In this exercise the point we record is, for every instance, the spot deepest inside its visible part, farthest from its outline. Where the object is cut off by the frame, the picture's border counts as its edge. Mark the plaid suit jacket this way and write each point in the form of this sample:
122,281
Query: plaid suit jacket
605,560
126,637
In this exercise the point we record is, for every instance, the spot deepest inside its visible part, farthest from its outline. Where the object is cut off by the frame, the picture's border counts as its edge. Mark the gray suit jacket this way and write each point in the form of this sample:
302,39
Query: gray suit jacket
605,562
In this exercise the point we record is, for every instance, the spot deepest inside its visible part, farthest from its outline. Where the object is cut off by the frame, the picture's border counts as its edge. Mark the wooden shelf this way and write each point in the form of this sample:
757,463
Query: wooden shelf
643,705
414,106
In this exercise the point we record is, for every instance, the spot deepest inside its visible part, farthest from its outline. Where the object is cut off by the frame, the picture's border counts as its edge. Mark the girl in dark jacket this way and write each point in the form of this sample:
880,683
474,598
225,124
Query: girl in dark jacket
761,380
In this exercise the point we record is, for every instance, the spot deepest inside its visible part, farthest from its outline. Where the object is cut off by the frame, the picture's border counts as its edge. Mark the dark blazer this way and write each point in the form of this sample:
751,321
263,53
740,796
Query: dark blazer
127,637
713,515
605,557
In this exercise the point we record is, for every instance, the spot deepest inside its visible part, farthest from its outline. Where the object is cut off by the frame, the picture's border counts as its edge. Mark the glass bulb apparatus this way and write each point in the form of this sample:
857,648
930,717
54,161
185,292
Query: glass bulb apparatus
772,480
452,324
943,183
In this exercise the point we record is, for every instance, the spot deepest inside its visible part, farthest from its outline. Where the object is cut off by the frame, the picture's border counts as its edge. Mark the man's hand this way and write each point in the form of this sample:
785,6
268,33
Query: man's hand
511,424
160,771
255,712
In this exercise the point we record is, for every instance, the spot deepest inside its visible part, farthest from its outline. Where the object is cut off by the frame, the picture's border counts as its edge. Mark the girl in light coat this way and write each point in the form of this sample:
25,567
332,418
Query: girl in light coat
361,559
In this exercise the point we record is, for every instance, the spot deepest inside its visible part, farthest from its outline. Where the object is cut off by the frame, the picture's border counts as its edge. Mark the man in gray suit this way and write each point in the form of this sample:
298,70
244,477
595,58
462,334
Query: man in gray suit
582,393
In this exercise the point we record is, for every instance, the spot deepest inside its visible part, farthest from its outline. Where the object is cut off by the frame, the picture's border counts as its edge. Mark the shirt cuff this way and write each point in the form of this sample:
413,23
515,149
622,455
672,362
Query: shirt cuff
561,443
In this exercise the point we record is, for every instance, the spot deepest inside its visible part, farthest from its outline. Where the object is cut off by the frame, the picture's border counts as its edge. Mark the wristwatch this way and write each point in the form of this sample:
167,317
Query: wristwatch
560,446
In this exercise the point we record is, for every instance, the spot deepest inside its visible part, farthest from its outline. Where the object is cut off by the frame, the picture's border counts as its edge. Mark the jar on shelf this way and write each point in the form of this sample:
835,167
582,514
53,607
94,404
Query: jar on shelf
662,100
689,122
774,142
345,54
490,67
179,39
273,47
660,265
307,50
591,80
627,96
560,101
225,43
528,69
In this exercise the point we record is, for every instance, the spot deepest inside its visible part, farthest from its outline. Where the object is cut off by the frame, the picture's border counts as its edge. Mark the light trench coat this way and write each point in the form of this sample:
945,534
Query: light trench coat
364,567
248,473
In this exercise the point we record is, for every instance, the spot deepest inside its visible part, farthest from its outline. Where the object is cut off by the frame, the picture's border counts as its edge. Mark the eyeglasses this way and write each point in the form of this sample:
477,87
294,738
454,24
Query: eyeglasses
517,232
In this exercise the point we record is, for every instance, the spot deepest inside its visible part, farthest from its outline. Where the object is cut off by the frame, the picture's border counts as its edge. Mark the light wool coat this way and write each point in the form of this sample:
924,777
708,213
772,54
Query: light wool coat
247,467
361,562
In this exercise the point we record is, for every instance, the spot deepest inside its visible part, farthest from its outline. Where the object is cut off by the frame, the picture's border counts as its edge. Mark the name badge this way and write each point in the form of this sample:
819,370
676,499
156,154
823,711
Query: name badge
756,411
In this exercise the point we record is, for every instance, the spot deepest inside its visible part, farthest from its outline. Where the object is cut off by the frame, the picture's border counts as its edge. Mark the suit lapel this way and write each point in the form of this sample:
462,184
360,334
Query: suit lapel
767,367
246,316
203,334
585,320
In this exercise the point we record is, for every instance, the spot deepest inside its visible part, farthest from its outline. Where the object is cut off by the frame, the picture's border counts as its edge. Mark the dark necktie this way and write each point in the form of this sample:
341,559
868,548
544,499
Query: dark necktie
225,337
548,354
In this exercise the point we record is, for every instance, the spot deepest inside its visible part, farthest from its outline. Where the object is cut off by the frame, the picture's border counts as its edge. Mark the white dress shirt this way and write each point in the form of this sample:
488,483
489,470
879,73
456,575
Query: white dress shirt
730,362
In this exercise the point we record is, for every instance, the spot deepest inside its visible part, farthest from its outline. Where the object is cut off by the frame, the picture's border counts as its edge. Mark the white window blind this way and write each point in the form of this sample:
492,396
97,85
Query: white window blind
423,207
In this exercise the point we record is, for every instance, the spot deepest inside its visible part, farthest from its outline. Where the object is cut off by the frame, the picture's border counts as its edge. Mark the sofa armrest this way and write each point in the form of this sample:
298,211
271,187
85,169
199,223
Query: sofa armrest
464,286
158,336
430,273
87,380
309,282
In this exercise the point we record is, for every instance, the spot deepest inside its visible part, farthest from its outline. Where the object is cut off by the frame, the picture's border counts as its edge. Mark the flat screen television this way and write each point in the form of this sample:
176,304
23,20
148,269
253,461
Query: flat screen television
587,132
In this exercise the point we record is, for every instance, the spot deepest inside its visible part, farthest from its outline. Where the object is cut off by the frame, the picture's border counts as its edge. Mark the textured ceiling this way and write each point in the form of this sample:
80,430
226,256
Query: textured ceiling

EXERCISE PROMPT
Only the lines from the one holding "Mark the textured" through the end of the listing should be given again, exactly and with both ends included.

PROBLEM SOLUTION
In this exercise the point we record is, for every instance, the spot deepest inside its visible part, farthest from its outline. Where the object is cut off by the frame, the picture's border counts as its edge. Mark the textured ceiling this way and write each point in the form of this sample:
80,430
226,256
Query: textured ceiling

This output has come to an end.